» **Actions to take**
(A) Copy the text about kuduro in Angola word for word, from "This anecdote may" up to and including "word, take Killamu’s.".
(B) Pick up the text about kuduro in Angola at its last sentence and continue writing it from there.

» **Selected text**
------------------------------------------------------------------------
A few months ago I asked if kuduro is dead. The question wasn't all provocation: my recent trip to Luanda has shown me first hand how prevalent house music has become in Angola, in just a few years. But this is not to say kuduro has disappeared—far from it. Although we could have an endless debate about the evolution of musical creativity within Angolan kuduro, one thing is at least certain: kuduro is becoming more and more accepted by Angolan society. Case in point: the Kuduro International Conference I attended last month is symptomatic of a general choice by Angolan media groups to use kuduro to promote Angolan culture abroad.
This anecdote may help situate how bold this evolution is: On my first morning in Luanda, I stopped at a pastry shop with some of the other panelists, where a guy asked us where we were from, why we were here. When we started to explain we had come for the Kuduro International Conference, the guy stared at the heavens, and started going on and on about how Angolan culture is rich and varied, and how misled we were to look into kuduro, which is hardly culture, not even music and really not worth talking about at all, etc. A few years back, this was the dominant opinion, at least in the cidade, the center of the city, which still concentrates most of the wealth and power. But recent efforts to give kuduro some shine have been working—if you don't trust my word, or the Angolan establishment's word, take Killamu’s.
Download: Killamu, "Africano"
Killamu is a second-generation kuduro beatmaker. He was too young to be part of the first wave, in the early to mid-1990s. But by the time kuduro started to truly dominate Luanda's musseques in the early 2000s, with groups like Os Lambas and Puto Prata, Killamu's beats were playing throughout the city 24/7. Over the following decade, he continued to be one of the most sought after kuduro producers. Still, when I met him in 2009, he was unsatisfied with how little he saw in return for kuduro's success, both in Angola and abroad:
When we spoke, the idea was that I could help him develop an international career and give him an alternative to the limited sources of income he could hope for in Angola. Well, things didn't really turn out that way. Although I do hope my efforts to promote his music globally have given him some kind of clout in Angola, the real improvement for Killamu has come from Angola's growing recognition of kuduro, which gave him more respect and—more to the point—more business.
------------------------------------------------------------------------
» **Extracted entries**

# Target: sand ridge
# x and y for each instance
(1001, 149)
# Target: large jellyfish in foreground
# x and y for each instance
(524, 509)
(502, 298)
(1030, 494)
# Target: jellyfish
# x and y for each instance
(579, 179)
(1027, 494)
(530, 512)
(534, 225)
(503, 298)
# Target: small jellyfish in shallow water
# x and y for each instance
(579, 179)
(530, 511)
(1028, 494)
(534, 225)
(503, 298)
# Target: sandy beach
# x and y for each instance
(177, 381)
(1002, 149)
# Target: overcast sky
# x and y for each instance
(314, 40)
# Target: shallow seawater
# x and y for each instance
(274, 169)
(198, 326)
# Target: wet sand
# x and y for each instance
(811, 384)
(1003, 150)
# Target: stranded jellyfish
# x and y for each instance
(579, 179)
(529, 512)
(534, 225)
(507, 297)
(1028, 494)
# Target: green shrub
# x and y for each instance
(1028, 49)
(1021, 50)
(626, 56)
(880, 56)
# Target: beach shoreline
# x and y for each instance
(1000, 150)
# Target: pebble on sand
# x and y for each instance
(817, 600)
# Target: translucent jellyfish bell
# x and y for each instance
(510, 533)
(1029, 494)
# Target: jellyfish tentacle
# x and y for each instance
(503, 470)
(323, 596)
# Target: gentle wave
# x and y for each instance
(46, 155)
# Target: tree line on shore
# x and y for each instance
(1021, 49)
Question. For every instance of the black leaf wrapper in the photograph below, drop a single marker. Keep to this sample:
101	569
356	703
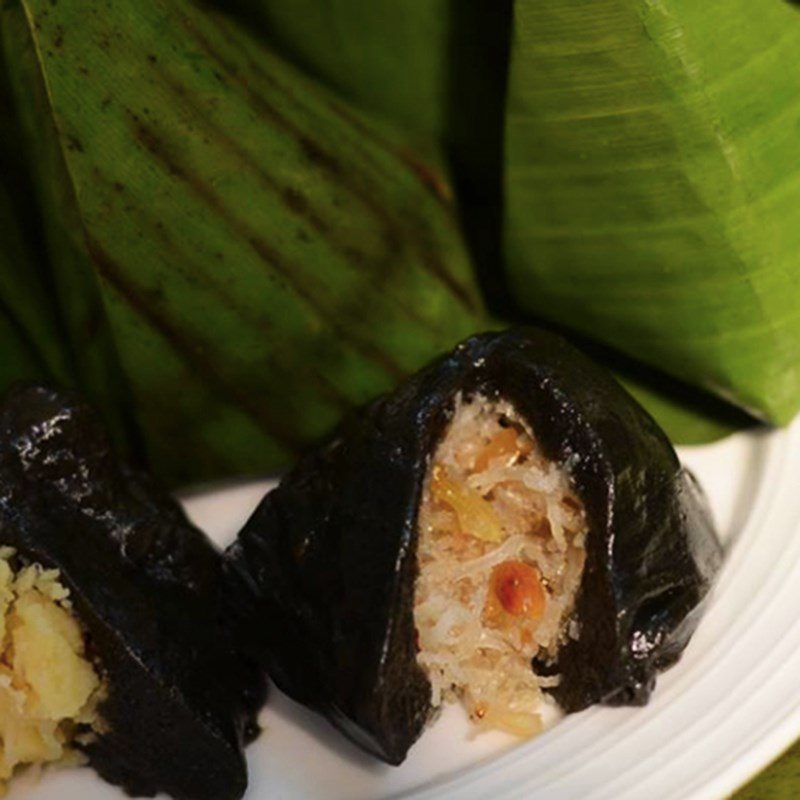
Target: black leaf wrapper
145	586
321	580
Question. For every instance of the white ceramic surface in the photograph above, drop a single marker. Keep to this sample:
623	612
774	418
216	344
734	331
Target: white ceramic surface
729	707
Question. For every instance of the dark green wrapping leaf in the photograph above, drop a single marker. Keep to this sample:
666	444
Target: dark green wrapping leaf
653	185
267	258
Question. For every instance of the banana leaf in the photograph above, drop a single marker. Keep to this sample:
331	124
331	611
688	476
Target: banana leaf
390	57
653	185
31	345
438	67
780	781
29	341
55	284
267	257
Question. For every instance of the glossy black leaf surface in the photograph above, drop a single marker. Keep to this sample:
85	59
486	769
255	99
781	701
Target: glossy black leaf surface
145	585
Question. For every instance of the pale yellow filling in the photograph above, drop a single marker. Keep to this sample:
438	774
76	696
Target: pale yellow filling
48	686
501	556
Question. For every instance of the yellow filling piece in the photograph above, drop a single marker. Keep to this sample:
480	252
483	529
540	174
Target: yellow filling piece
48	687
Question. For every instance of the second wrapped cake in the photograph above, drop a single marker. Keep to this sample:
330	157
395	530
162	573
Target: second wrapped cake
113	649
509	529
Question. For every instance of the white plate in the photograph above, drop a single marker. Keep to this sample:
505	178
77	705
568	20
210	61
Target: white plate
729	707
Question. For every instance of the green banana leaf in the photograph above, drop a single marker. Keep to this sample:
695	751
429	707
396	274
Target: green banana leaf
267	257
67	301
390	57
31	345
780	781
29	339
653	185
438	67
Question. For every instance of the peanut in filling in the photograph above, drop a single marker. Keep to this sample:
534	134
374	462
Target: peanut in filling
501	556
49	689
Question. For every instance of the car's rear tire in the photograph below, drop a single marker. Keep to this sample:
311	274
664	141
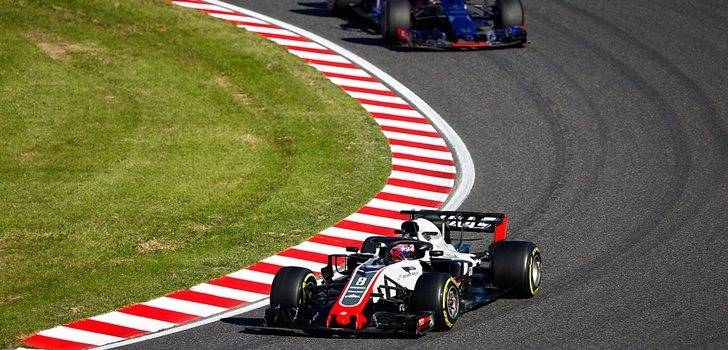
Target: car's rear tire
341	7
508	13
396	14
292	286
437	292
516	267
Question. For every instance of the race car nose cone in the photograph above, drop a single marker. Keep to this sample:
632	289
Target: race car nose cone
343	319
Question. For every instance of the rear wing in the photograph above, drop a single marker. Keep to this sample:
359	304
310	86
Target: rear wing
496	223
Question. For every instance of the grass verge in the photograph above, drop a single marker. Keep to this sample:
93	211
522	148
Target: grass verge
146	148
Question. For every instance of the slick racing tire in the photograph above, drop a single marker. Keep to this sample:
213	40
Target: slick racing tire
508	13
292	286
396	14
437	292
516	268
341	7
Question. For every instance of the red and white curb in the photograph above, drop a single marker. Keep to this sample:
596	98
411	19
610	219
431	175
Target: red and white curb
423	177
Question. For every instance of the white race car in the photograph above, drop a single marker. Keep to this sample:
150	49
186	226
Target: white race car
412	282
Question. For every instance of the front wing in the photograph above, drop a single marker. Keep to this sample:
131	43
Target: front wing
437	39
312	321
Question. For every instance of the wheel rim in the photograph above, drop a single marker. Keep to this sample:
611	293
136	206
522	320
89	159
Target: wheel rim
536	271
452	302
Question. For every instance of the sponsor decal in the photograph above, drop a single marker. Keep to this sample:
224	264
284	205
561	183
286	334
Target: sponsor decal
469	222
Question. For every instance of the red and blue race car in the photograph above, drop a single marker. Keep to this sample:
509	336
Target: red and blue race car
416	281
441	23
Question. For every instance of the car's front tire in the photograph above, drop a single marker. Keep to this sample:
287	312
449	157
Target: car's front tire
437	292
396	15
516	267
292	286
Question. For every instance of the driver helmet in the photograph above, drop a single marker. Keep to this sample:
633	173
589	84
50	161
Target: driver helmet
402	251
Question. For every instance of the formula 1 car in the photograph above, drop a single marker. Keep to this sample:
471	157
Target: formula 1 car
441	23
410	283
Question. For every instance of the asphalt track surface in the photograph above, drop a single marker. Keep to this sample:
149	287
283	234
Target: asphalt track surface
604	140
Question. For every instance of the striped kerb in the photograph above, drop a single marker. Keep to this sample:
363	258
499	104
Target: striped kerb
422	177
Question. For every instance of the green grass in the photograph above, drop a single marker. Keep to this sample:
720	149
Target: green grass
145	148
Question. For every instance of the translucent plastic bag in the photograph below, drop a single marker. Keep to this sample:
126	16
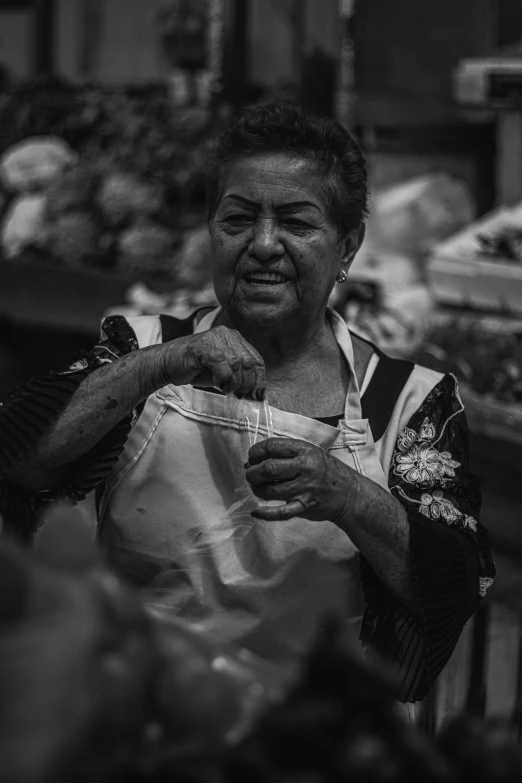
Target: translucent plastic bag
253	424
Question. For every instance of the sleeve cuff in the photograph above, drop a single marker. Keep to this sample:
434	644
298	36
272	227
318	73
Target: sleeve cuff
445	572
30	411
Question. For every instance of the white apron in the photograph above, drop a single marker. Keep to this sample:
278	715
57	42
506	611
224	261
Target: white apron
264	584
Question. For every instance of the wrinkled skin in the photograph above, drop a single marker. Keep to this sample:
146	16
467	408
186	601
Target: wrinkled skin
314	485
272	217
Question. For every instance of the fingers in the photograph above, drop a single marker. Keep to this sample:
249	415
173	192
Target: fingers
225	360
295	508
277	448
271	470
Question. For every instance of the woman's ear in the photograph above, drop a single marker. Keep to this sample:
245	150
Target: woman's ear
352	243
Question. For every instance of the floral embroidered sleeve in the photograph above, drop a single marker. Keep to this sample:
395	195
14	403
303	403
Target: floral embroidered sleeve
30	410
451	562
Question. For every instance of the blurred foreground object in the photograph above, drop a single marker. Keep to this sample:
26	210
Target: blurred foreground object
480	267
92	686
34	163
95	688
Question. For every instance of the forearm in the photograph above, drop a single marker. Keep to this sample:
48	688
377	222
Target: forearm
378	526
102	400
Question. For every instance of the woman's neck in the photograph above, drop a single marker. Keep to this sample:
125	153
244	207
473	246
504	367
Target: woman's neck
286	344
------------------------------------------------------------------------
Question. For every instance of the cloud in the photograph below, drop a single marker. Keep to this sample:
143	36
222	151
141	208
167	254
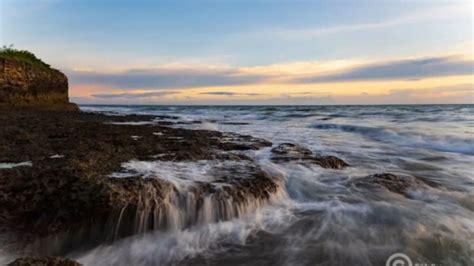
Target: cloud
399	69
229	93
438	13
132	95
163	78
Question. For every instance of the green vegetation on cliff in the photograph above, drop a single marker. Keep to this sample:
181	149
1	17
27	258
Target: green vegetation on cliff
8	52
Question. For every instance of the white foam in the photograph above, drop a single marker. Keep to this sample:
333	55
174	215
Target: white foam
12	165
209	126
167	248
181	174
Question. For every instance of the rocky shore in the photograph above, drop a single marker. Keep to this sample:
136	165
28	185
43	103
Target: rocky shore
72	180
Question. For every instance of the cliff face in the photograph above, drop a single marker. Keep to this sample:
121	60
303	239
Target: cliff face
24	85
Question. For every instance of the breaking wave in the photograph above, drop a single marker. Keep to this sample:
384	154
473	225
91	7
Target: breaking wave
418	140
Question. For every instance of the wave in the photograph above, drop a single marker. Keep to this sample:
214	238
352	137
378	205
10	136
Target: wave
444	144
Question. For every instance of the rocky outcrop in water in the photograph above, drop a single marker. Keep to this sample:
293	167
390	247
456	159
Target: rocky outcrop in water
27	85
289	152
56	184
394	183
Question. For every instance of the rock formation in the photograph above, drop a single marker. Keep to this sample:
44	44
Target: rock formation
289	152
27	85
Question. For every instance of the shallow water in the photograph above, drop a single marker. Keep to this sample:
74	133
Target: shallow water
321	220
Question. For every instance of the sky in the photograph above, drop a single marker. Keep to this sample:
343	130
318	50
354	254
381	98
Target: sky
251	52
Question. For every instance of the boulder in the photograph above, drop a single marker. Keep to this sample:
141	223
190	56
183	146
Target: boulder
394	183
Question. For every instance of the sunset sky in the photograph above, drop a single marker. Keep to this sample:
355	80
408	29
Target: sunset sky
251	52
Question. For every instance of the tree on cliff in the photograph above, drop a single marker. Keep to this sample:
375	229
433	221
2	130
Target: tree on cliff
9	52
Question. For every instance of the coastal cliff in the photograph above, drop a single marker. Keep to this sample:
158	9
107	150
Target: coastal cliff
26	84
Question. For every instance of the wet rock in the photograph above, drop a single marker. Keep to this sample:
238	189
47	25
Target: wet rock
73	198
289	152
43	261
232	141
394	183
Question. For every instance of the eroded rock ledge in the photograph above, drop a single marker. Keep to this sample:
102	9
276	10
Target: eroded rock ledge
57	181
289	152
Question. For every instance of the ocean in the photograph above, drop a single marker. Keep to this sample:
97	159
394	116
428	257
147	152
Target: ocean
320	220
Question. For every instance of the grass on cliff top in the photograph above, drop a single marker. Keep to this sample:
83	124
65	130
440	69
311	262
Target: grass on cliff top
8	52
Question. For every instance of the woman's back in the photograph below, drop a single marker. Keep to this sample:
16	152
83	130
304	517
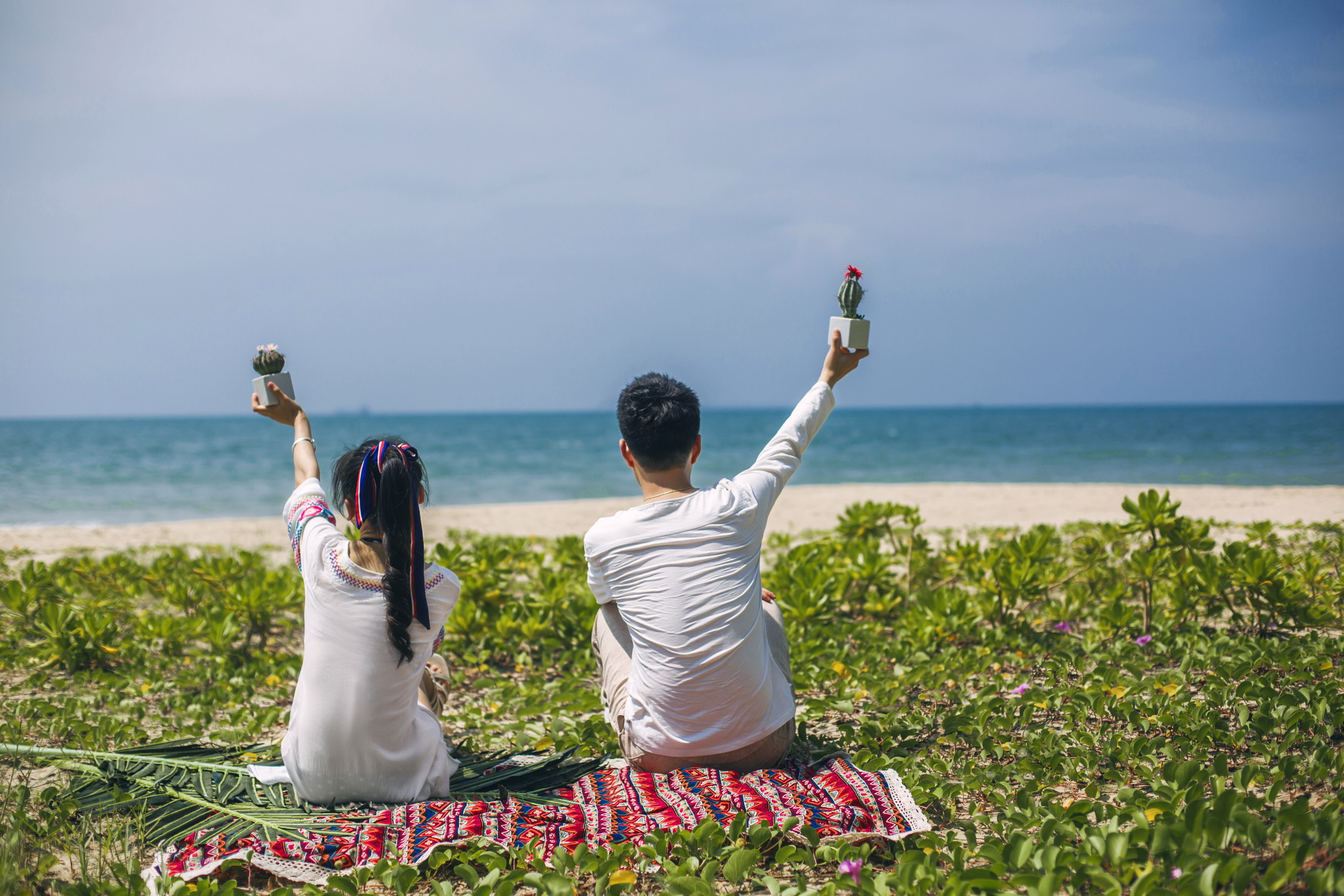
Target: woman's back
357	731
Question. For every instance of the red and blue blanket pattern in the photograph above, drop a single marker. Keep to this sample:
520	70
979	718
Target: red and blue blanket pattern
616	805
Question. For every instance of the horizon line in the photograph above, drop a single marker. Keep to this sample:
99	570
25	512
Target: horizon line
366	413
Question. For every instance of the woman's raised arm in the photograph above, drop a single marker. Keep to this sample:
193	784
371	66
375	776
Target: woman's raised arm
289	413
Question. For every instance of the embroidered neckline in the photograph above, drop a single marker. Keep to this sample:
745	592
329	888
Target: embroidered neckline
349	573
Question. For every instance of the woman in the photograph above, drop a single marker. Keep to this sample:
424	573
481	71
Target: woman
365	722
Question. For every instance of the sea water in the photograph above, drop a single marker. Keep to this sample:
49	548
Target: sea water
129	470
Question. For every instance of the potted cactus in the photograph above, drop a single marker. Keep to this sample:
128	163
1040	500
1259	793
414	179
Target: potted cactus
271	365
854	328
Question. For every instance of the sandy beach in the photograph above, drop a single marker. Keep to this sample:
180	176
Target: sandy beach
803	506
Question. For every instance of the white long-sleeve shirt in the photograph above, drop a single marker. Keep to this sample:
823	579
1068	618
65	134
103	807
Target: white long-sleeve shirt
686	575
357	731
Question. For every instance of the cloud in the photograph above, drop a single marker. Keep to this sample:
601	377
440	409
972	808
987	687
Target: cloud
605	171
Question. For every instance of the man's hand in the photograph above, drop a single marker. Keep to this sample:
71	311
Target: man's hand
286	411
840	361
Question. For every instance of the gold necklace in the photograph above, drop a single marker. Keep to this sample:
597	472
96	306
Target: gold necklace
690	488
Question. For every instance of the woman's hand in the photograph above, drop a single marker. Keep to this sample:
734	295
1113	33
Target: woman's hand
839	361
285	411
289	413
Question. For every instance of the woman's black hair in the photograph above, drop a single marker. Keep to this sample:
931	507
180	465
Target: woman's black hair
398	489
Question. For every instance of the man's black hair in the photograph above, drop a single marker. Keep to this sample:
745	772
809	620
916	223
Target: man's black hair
------------------------------------------------------------------------
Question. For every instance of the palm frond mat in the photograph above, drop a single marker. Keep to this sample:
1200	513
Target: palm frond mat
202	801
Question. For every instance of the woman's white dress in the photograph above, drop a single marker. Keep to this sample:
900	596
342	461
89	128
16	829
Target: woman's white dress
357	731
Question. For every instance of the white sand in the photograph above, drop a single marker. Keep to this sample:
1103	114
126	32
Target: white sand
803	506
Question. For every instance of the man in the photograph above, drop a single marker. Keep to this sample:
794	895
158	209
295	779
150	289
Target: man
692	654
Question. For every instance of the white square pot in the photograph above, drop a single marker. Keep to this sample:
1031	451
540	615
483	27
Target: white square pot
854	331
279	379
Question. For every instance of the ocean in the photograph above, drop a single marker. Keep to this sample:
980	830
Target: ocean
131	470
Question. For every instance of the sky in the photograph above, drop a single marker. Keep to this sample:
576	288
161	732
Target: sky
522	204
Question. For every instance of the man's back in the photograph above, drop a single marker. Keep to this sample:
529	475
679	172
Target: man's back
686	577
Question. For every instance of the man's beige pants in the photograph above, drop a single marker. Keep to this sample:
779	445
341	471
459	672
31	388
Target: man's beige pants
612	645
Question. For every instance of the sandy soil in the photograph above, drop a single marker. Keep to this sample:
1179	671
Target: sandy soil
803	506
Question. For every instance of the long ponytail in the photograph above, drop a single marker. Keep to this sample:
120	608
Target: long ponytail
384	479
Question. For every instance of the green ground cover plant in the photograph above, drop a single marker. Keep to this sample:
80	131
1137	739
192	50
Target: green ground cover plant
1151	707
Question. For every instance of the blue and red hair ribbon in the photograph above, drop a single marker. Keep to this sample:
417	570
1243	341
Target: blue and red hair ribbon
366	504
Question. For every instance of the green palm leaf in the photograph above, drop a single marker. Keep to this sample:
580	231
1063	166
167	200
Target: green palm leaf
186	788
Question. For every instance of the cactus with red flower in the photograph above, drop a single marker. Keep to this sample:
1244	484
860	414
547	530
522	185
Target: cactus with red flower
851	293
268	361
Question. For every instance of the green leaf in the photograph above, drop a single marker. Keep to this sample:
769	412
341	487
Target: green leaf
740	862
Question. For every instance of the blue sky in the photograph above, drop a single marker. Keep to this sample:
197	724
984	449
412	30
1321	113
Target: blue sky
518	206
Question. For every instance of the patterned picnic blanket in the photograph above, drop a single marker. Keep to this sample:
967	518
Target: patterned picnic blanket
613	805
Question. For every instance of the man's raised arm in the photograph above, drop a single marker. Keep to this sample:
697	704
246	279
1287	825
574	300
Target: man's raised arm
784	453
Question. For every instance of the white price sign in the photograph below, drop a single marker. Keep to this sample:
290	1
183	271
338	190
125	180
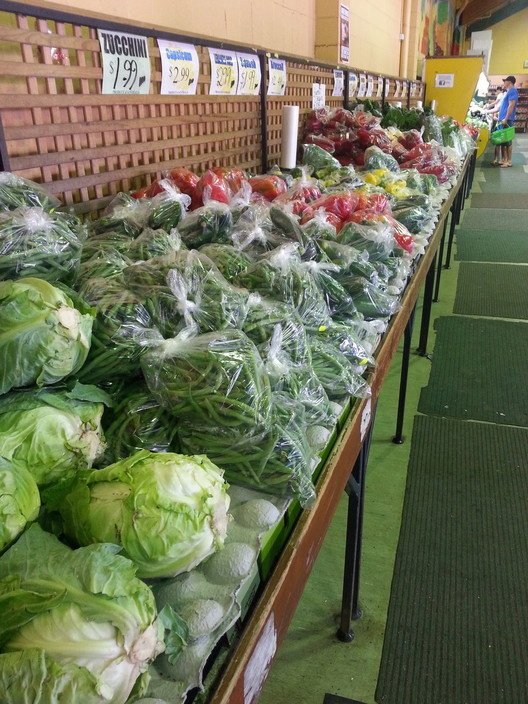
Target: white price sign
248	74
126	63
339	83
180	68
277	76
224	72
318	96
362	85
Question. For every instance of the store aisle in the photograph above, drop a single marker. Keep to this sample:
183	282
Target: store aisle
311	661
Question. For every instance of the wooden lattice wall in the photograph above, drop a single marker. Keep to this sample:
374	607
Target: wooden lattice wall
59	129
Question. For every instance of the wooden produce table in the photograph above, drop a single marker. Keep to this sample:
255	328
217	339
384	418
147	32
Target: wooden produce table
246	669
------------------------------------------------------------------------
» **Results for the exercise**
(A)
This anecdote may help situate how bold this evolution is: On my first morning in Luanda, I stopped at a pastry shop with some of the other panelists, where a guy asked us where we were from, why we were here. When we started to explain we had come for the Kuduro International Conference, the guy stared at the heavens, and started going on and on about how Angolan culture is rich and varied, and how misled we were to look into kuduro, which is hardly culture, not even music and really not worth talking about at all, etc. A few years back, this was the dominant opinion, at least in the cidade, the center of the city, which still concentrates most of the wealth and power. But recent efforts to give kuduro some shine have been working—if you don't trust my word, or the Angolan establishment's word, take Killamu’s.

(B)
And I find myself just as addicted to kuduro as ever. Sometimes fellow DJs tell me it doesn't matter where music is made anymore, but in the case of kuduro, I couldn't disagree more. Even within Luanda, geography matters. If you didn't learn how to make beats in Luanda's ghettos, or if you don't have some kind of direct lineage to such beatmakers, then you may be making good music, but it certainly isn't kuduro, as defined by Fruity Loops masters from Rangel. (I don't mean to tell aspiring producers from around the world not to make kuduro. Go for it. It doesn't need to sound like it's from Luanda to be good. And if you really want that sound, well, it's possible—check out DJ Marfox, who does it extremely well without ever setting foot in Angola.)
Killamu's song above, "Africano," is a very simple batida, but it sums up my musical preference: the beat might be considered repetitive by some, or the production value not that high. I suppose so. But for me perfection lies in Killamu's ability to make a computer sound bouncy. I grew up on hip-hop, MPCs, Premier, Pete Rock. Those guys didn't make complex beats, they just perfected the art of the loop and made machines sound good. This is an art I feel is neglected all too often. Most successful dance music producers I can think of have a lot of talent—as sound engineers. When it comes to creativity in their beats, though, when it comes to the essence of what makes people dance, I feel they are mostly missing the point. They are too focused on sound design, and that's why I always turn my head back to places like Luanda, where the art of making people dance is more spontaneous and, consequently, infinitely superior.